» ABOUT THIS TASK
In the copy, include every record below exactly as it appears, but no pictures.

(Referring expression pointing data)
--*--

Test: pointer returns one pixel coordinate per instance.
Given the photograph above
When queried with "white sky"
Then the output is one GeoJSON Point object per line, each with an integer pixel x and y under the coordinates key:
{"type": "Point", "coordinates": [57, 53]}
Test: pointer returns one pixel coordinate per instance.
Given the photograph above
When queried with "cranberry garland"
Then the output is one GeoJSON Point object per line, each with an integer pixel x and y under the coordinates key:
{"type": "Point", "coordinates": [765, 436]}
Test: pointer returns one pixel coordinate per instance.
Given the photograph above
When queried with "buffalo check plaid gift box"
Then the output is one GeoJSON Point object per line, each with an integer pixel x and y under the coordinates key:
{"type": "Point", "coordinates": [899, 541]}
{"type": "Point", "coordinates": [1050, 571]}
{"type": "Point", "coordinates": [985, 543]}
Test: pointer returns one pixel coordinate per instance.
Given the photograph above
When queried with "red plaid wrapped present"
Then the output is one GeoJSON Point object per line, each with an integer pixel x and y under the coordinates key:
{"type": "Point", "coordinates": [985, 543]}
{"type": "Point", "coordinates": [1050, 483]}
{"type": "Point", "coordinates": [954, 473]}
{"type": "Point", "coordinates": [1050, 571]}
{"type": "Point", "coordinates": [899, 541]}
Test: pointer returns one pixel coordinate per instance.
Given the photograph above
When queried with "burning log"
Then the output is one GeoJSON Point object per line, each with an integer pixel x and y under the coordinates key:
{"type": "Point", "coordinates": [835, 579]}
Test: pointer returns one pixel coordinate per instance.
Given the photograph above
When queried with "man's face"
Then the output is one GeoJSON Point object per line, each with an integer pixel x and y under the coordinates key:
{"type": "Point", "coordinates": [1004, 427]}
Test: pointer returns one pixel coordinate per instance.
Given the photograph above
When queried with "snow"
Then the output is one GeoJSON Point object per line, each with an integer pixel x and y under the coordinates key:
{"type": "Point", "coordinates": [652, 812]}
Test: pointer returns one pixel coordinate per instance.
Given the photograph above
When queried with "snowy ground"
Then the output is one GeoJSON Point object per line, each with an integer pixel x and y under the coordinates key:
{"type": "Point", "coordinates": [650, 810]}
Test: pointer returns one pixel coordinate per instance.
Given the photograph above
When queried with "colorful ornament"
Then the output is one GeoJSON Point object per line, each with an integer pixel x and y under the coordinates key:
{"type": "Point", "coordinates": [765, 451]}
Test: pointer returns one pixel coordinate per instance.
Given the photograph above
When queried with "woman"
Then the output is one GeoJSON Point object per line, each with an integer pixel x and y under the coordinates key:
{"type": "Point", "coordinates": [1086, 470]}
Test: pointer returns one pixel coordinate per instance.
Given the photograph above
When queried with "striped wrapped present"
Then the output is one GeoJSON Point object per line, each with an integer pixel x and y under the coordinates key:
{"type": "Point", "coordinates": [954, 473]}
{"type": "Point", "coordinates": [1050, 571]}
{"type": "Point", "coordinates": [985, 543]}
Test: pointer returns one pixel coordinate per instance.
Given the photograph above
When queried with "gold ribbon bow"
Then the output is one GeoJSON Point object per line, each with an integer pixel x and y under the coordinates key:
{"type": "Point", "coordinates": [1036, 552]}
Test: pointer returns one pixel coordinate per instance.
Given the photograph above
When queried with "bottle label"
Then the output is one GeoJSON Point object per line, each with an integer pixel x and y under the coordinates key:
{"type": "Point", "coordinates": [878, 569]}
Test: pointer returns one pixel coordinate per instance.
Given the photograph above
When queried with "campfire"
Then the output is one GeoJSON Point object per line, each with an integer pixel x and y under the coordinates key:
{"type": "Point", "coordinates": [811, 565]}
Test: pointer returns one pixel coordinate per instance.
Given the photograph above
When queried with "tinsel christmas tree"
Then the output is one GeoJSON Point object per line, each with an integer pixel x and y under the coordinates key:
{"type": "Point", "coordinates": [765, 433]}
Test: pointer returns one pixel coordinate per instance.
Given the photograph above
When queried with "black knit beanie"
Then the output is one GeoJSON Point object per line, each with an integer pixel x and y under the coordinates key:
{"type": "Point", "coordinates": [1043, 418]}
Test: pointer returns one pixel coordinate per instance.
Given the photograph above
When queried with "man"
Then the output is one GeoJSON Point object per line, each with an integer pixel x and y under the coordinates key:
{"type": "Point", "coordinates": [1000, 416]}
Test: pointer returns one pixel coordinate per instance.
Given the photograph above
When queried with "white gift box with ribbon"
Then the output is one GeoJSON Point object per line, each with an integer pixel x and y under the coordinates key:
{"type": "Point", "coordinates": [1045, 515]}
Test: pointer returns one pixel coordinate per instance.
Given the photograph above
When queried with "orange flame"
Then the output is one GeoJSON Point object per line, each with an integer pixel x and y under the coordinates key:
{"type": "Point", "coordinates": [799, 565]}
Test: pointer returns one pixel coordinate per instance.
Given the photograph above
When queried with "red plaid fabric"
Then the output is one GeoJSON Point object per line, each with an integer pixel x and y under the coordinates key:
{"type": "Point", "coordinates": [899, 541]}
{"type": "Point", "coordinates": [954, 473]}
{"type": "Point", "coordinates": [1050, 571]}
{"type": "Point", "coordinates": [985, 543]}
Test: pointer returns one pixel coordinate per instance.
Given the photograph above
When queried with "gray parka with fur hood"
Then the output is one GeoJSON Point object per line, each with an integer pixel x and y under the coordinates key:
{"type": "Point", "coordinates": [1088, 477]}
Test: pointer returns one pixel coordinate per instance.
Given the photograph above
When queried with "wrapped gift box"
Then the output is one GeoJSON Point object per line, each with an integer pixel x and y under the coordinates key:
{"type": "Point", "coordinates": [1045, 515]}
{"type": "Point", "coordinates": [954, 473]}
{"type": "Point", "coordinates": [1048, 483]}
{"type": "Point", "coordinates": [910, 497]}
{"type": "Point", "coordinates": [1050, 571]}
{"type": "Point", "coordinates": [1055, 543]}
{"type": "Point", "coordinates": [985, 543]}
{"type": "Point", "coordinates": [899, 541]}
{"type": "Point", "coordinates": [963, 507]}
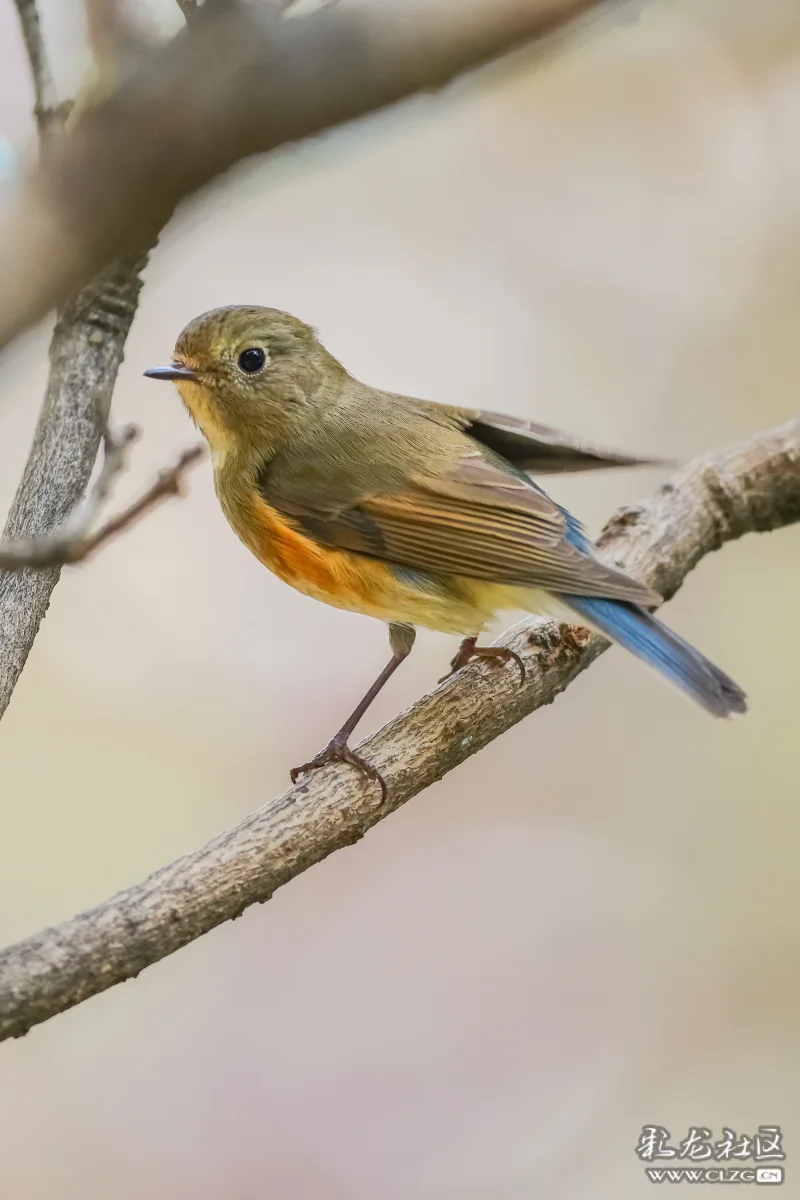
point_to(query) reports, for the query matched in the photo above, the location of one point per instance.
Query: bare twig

--*--

» EXPECTED ANSWER
Test: pointer returns one pixel coordinate per instance.
Given the photograph above
When queried with "white sky"
Then the output is one GeoJSON Point object per line, each with an integer pixel x and y under the coordinates key:
{"type": "Point", "coordinates": [57, 53]}
Test: pointer returns one pixel coordinate per instance.
Given the photograph above
When queried with "cranberry garland"
Then the output is one GeoJSON Point object per line, each with an integer pixel x and y under the coordinates key:
{"type": "Point", "coordinates": [765, 436]}
Test: pointer returns one pixel coordinate per instance.
Given the photograph above
When queried with "buffalo check plaid gift box"
Then the output is one GeoJSON Point object per line, each with an integer pixel x and y under the coordinates key:
{"type": "Point", "coordinates": [899, 541]}
{"type": "Point", "coordinates": [1050, 571]}
{"type": "Point", "coordinates": [985, 543]}
Test: pointer returns one pixel coordinate per instance.
Given the photograph above
When queried with "red plaid wrapped present"
Then the output is one GeoJSON Point object per line, each with an integer pixel x and y under the coordinates key:
{"type": "Point", "coordinates": [985, 543]}
{"type": "Point", "coordinates": [1050, 483]}
{"type": "Point", "coordinates": [954, 473]}
{"type": "Point", "coordinates": [1050, 571]}
{"type": "Point", "coordinates": [899, 541]}
Test: pointer returns one pixel coordinate per instance.
Given the photograph above
When queried with "burning log"
Then the output is one GeoJSON Point object per line, each with an integer pixel x and y under the coordinates key:
{"type": "Point", "coordinates": [835, 579]}
Test: pointer returns one pixel coordinate per instance.
Given the photograph above
When queried with "man's face"
Then the output is one GeoJSON Point object per line, each with an integer pixel x and y under the coordinates key:
{"type": "Point", "coordinates": [1004, 427]}
Test: pointer returns one pixel coordinate per instance.
Given the photograph above
When queried with "snow"
Then the output is one GeoJSON Point object per line, each with an integer pixel x and y under the coordinates key:
{"type": "Point", "coordinates": [652, 812]}
Test: pointer returns one pixel coordinate per instance.
Given the photograph above
When queried with "snowy ground"
Then the output is one GeoJSON Point object per line, each with an integer pixel x and y under the coordinates key:
{"type": "Point", "coordinates": [650, 810]}
Test: pointer returns one pixel coordinate per instance.
Given the photograph above
When queried with "colorful ornament"
Then the output is one GeoJSON Point object per line, each with an integer pixel x and y under the coordinates key:
{"type": "Point", "coordinates": [765, 451]}
Test: pointer returns one pixel coordinate per instance.
Given the photograph above
When queried with "woman"
Then the output is one GeoJSON Point object per line, each with an integer pixel x and y under the coordinates key:
{"type": "Point", "coordinates": [1086, 470]}
Test: pointer returns one pixel coordinate per instance.
Given the photograph above
When queried with "striped wrapped present"
Then the output is one GeoJSON Point object per line, each with an integer pixel x and y under the coordinates key:
{"type": "Point", "coordinates": [954, 473]}
{"type": "Point", "coordinates": [1050, 571]}
{"type": "Point", "coordinates": [985, 543]}
Test: pointer returns one pixel coordinate per instance.
Given the photograph above
When queried with "gold ribbon bow"
Then the output is one GeoJSON Point object per line, each with an integer pixel x and y under the coordinates key:
{"type": "Point", "coordinates": [1036, 552]}
Test: pointer returns one pixel coordinate per instance.
Given the photograph above
When queried with "bottle label"
Then the output is one GeoJSON Point object per line, each with an integer pixel x and y under the coordinates key:
{"type": "Point", "coordinates": [878, 569]}
Test: pointer returns one pixel coordinate per instance.
Given the photograph above
When queried with "campfire"
Then the output is one GeoJSON Point object per line, each with an integer pixel x and y under the coordinates key:
{"type": "Point", "coordinates": [811, 565]}
Test: pointer returns one pixel coordinate per instance.
Given the photograph above
When queried with "tinsel christmas tree"
Then the output is one GeoJSON Point object per line, each with an integer pixel x and y under the coordinates key:
{"type": "Point", "coordinates": [765, 433]}
Test: pointer returns one pixel coordinate per instance.
Given the photograph above
When queried with "black knit beanie"
Then the output is one GeoJSON Point object per line, each with an integer pixel x and y under the coordinates key:
{"type": "Point", "coordinates": [1043, 418]}
Test: pointer returns one pixel coordinate per instance.
Given the photograph above
When queried with "man"
Then the output is one GeoJSON Point object per line, each with an integer pixel x and y under the coordinates key:
{"type": "Point", "coordinates": [1000, 416]}
Test: pointer returns one pixel coordinate per instance.
Given the photograph above
When queried with "white gift box with ribbon"
Then the output is one GeoJSON Point object per line, each with an integer pixel x and y under the coordinates key:
{"type": "Point", "coordinates": [1045, 515]}
Test: pointer returns one pixel coordinate per instance.
Given the photograph above
When queried with "orange flame"
Then the output is one GeoJSON Point object per line, each with an integer pixel x and y under the coordinates key:
{"type": "Point", "coordinates": [799, 565]}
Test: pointer returns one pixel coordinate per instance.
Given the photograph above
When queried with "red plaid fabric"
Then the output is one GeoJSON Point object per line, each with an integer pixel x and y under the coordinates key:
{"type": "Point", "coordinates": [899, 541]}
{"type": "Point", "coordinates": [954, 473]}
{"type": "Point", "coordinates": [1050, 571]}
{"type": "Point", "coordinates": [985, 543]}
Test: pointer returns one pixel coordinate per instance.
Given the photograph above
When queried with "gray parka with fur hood"
Then the output is one GeoJSON Point object per line, each with an integer pixel x and y under the coordinates key:
{"type": "Point", "coordinates": [1088, 477]}
Test: pointer returns one pixel coordinate per instance.
Given the photograph above
When queried with "wrapped gift box"
Then the output is one GeoJSON Point object per line, each with an integer pixel x and y under the coordinates key:
{"type": "Point", "coordinates": [1045, 515]}
{"type": "Point", "coordinates": [954, 473]}
{"type": "Point", "coordinates": [1048, 483]}
{"type": "Point", "coordinates": [910, 497]}
{"type": "Point", "coordinates": [1050, 571]}
{"type": "Point", "coordinates": [1055, 543]}
{"type": "Point", "coordinates": [985, 543]}
{"type": "Point", "coordinates": [899, 541]}
{"type": "Point", "coordinates": [963, 507]}
point_to(query) reports, for the query matched in the photo above, the location of one point per instance.
Query: bare twig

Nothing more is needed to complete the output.